Reproduce, word for word, the lines of the material starting at the line that contains "Objective — one marker per instance of the dirt" and ending with the material's final line.

*** EXTRACTED RECORDS

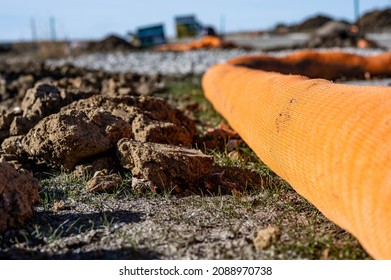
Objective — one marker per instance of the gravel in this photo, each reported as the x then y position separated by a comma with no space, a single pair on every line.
170,63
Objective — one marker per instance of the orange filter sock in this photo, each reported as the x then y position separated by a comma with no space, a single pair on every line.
331,142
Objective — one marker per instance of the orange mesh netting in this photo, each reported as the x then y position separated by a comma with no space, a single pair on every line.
331,142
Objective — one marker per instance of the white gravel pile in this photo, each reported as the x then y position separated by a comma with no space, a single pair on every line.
168,63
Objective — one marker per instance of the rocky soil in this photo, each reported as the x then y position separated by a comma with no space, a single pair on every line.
103,165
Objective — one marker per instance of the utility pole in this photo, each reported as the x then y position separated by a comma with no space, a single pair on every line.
52,24
222,25
33,28
357,11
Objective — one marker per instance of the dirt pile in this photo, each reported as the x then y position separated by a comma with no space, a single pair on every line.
18,194
111,43
375,21
310,24
207,42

******

▶ WRITTEN RESPONSE
Objective — one marker per instance of the dirt pile in this photo, each reported as the x then y position separated by a comma with no space, a single pair on every line.
18,194
111,43
375,21
310,24
207,42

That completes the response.